BEGIN Selected extract
CBCC interview with…His Excellency Nick Archer, British Ambassador to the Czech Republic

His Excellency Nick Archer, British Ambassador to the Czech Republic since 2018 and now CBCC Patron, shares why he joined diplomatic service, his views on the business relations between the UK and the Czech Republic after Brexit, how we individually can contribute to tackling climate change, and so much more…

Could you please share some information about your background?

I’ve been a diplomat almost all my working life, but not all. Before joining the diplomatic service, I worked in business at the art auctioneers Sotheby’s. I spent 3.5 years as Assistant Private Secretary to the Prince of Wales.  Later I joined the executive team of UK Trade and Investment, where I remained 4.5 years before it became part of the Department for International Trade in 2016.

What brought you to diplomacy?

In those days it was more like falling into things, slightly by accident, actually. However, for me it was always an obvious choice to make; I had an interest in the wider world, foreign languages and foreign cultures. And in those days, many of my most able contemporaries became either journalists or ended up in this type of role where actually the similarity to journalism is quite strong. In essence, it’s about picking up new subjects, getting briefed up on them, and then to some degree putting those down and picking up new ones; it is this diversity that has kept me in this role, for almost 40 years now.

What’s the best thing about your job?

There are very few jobs which bring you into contact with so many different people, countries, challenges.  Simply everything. Of course, if you are a person who likes to focus on one subject and become a great expert, this job would be terrible. But if you enjoy dealing with a big range of topics and to see as much as possible, it offers unparalleled opportunities.

During COP26, you’ve often publicly engaged in conversations about the environment and climate change.

I went through COP15 in Copenhagen when I was an ambassador to Denmark. This was a topic I knew nothing about then, but I became a sort-of expert. For about 1.5 years we put a huge effort into trying to get a good result. And of course, in the process, one learned a huge amount about how COPs work, as well as about the threats which man-made climate change presents to our world. These are existential threats, so it was natural for me to want to pick this up at the time of the British presidency of COP26. Despite both negative and positive views on what was achieved, I think that the UN and Britain, which together ran the event, achieved a lot – indeed all they possibly could, given the fact that there are still big nations around the world that either do not understand this topic or choose not to. You cannot force countries to do things, you have to help them understand them and want to do them. To see the benefits. 

In the Czech Republic you are involved in the Planeta v nouzi project. What is this project trying to do?

In the Czech Republic I think it’s about changing the nature of the discussion, from one which in recent years has always been about the threat that climate action represents to one which is more about the threat that global warming represents. The idea that action to tackle global warming is a threat to people’s prosperity and life is utterly nonsensical; there is no doubt that hurricanes and floods, summer temperatures rising to 40C can destroy our life. To insulate our houses better, drive cars with a different engine, recycling, these are not difficult things to do. Cutting your energy bills is a good thing for a household to do and beneficial in terms of a cleaner environment. These individual contributions are critical. The Czech Republic experienced environmental degradation in the 70s and 80s; this was one of the causes of the Velvet Revolution. I believe it now needs to continue the clean-up begun at the end of the communist era. Taking it to a much more sophisticated level and, yes, generating prosperity from it.
END Selected extract
Set problem 1:
From the interview, extract everything from "CBCC interview with…His" down to "Trade in 2016.".
Set problem 2:
According to the interview, where did the ambassador work before joining the diplomatic service?
BEGIN Extracted records
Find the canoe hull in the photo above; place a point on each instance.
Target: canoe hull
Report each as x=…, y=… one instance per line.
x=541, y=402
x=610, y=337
END Extracted records
Exercise result 1:
CBCC interview with…His Excellency Nick Archer, British Ambassador to the Czech Republic

His Excellency Nick Archer, British Ambassador to the Czech Republic since 2018 and now CBCC Patron, shares why he joined diplomatic service, his views on the business relations between the UK and the Czech Republic after Brexit, how we individually can contribute to tackling climate change, and so much more…

Could you please share some information about your background?

I’ve been a diplomat almost all my working life, but not all. Before joining the diplomatic service, I worked in business at the art auctioneers Sotheby’s. I spent 3.5 years as Assistant Private Secretary to the Prince of Wales.  Later I joined the executive team of UK Trade and Investment, where I remained 4.5 years before it became part of the Department for International Trade in 2016.

Exercise result 2:
He worked at the art auctioneers Sotheby's.